Your reply is to be the lines below, exactly as written, with images omitted.

Records from a data collection
↓↓↓

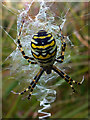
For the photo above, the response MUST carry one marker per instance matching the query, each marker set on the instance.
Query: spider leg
(66, 77)
(35, 82)
(21, 49)
(63, 47)
(31, 86)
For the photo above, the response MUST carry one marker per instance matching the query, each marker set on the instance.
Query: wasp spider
(44, 49)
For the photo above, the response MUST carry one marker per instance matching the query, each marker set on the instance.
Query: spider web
(47, 19)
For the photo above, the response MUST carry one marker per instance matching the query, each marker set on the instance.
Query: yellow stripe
(21, 49)
(62, 53)
(18, 37)
(45, 46)
(41, 57)
(41, 37)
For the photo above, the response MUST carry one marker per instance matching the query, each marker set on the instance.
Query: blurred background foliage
(65, 105)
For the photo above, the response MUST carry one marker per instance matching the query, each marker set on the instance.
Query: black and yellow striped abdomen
(43, 48)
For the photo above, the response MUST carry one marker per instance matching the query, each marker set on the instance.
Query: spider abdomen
(43, 48)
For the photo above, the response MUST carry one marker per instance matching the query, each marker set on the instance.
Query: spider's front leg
(21, 49)
(32, 84)
(67, 78)
(63, 46)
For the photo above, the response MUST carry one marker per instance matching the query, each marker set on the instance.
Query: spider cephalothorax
(44, 49)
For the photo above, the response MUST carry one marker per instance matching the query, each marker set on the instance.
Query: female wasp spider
(44, 49)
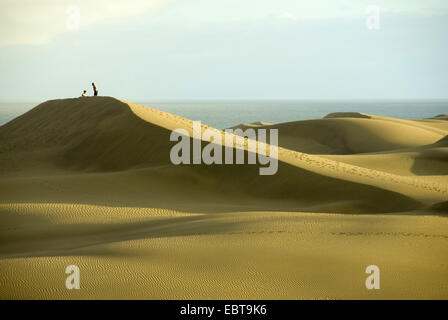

↑↑↑

# SOLUTION TO THE EXERCISE
For the photo above, the response MUST carry one marker per instance matching the query, each marker set on the instance.
Query: spider leg
(66, 77)
(35, 82)
(21, 49)
(63, 47)
(31, 86)
For the photo above, the response MUST carry one marker per instance matching the query, each marker set on the instance.
Query: wasp spider
(44, 49)
For the photo above, the response MUST carry one marker per instance matching the query, each marker set on the instance.
Query: spider web
(47, 19)
For the photo above, the response MUST carry one marker per instance matching the query, each marker set on the instance.
Query: yellow stripe
(21, 49)
(62, 53)
(18, 37)
(45, 46)
(41, 57)
(41, 37)
For the photo above, the response MUST carry one marker per instance matching the query, each marker set on the instance.
Query: blurred background foliage
(65, 105)
For the photo above, the response MUST carry one marker per instance matching the query, each marker set on the instance.
Query: black and yellow striped abdomen
(43, 48)
For the photo above, the response MUST carry one marker per instance matching the query, each marker set on the instance.
Query: spider abdomen
(43, 48)
For the photo above, the response MUST carry one marker per instance matching the query, each marker set on the instance.
Query: spider's front leg
(21, 49)
(32, 84)
(67, 78)
(63, 46)
For the photo above, the response MUST carry one marker per instance matching the query, each marker set on the instance.
Query: spider cephalothorax
(44, 49)
For the photo above, the response MUST carry one marker per instance matching the query, each marker set on the instance.
Query: female wasp spider
(44, 49)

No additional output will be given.